▸ Text shown
==*==

Author: Charles Pugh
Google-certified Data Analyst
Email: charlespughtech@gmail.com
LinkedIn: https://www.linkedin.com/in/charlespughtech/
Date: June 08, 2025
- Project Overview
- Dataset
- Requirements
- Project Structure
- Data Cleaning
- Usage
- Important Note on File Paths
- Contact
This project involves cleaning a Customer Call List dataset using Pandas to prepare it for a contact center. The dataset, sourced from a CSV file, requires several cleaning steps to address issues such as duplicates, inconsistent formatting, missing values, and irrelevant data. The final cleaned dataset is saved as an Excel file for further use.
Raw Dataset URL: https://github.com/AlexTheAnalyst/PandasYouTubeSeries/blob/main/Customer%20Call%20List.xlsx
- Python 3.8 or higher
- Jupyter Notebook
- Pandas library
data_cleaning_pandas_python/
├── README.md
├── data_cleaning_pandas.ipynb
└── data_cleaning_pandas.html
The data cleaning process involves the following steps:
Duplicates in the dataset are identified and removed to ensure each record is unique.
df = df.drop_duplicates()
The column 'Not_Useful_Column'
is removed as it does not provide relevant information for the contact center.
df = df.drop(columns='Not_Useful_Column')
Non-alphanumeric characters are stripped from the 'Last_Name'
column to standardize the data.
df['Last_Name'] = df['Last_Name'].str.strip('./_')
Phone numbers are cleaned by removing non-numeric characters and formatted to a standard format (e.g., 123-456-7890).
df['Phone_Number'] = df['Phone_Number'].str.replace('[^a-zA-Z0-9]', '', regex=True)
df['Phone_Number'] = df['Phone_Number'].apply(lambda x: str(x))
df['Phone_Number'] = df['Phone_Number'].apply(lambda x: x[0:3] + '-' + x[3:6] + '-' + x[6:10])
df['Phone_Number'] = df['Phone_Number'].str.replace('nan--', '').str.replace('Na--', '')
The 'Address'
column is split into three separate columns: 'Street_Address'
, 'State'
, and 'Zip_Code'
.

==*==

[Records from a collection]

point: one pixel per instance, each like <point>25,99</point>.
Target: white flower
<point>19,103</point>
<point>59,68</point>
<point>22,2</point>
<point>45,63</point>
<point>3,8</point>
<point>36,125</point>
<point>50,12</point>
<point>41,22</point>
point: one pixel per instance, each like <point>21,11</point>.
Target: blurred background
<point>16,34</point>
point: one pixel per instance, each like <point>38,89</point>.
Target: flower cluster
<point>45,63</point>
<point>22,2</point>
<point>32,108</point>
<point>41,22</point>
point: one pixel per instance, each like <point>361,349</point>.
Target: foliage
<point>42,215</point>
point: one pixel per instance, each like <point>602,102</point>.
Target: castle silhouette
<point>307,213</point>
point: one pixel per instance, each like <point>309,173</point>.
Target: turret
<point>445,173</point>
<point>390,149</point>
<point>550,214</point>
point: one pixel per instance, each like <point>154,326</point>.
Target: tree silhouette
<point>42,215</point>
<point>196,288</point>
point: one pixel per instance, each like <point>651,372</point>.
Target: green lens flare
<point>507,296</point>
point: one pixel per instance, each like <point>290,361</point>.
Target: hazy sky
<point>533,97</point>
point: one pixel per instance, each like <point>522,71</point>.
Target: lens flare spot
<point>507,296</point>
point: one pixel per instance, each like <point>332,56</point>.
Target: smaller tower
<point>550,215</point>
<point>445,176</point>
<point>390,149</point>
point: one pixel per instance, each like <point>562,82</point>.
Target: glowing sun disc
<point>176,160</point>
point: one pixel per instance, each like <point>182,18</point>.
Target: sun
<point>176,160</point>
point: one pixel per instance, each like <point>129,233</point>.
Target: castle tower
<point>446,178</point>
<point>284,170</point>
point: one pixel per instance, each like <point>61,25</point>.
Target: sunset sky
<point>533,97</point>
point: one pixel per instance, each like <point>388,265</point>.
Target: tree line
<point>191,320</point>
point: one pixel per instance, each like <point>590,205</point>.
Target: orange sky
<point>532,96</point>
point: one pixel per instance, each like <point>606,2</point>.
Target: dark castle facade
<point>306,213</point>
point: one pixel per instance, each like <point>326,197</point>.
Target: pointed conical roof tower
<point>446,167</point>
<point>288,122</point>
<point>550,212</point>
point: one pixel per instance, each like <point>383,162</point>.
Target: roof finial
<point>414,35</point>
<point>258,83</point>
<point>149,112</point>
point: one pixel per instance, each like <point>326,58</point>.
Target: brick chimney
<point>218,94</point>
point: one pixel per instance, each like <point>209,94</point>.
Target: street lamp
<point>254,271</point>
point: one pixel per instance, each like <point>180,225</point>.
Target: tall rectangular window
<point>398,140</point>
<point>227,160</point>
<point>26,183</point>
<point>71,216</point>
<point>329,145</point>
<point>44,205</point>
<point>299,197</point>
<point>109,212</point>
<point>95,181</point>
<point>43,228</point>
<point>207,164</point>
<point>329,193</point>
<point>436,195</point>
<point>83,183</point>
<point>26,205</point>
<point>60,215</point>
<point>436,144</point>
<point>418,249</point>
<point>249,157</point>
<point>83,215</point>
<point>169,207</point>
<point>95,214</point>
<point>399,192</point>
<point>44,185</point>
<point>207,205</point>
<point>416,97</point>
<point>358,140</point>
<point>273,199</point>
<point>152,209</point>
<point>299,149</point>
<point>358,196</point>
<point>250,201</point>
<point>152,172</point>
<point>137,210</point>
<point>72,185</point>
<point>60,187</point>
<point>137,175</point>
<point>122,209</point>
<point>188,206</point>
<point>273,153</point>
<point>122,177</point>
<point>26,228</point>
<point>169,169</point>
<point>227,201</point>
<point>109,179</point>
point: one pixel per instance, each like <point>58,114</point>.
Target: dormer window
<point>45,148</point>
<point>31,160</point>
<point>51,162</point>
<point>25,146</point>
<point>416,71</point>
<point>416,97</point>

==*==

▸ Exercise goal
Reproduce word for word the stretch of the Pandas data-cleaning text from "The column 'Not_Useful_Column'" through "df['Phone_Number'].apply(lambda x: str(x))". These items have no connection to the Pandas data-cleaning text.

▸ Worked solution
The column 'Not_Useful_Column'
is removed as it does not provide relevant information for the contact center.
df = df.drop(columns='Not_Useful_Column')
Non-alphanumeric characters are stripped from the 'Last_Name'
column to standardize the data.
df['Last_Name'] = df['Last_Name'].str.strip('./_')
Phone numbers are cleaned by removing non-numeric characters and formatted to a standard format (e.g., 123-456-7890).
df['Phone_Number'] = df['Phone_Number'].str.replace('[^a-zA-Z0-9]', '', regex=True)
df['Phone_Number'] = df['Phone_Number'].apply(lambda x: str(x))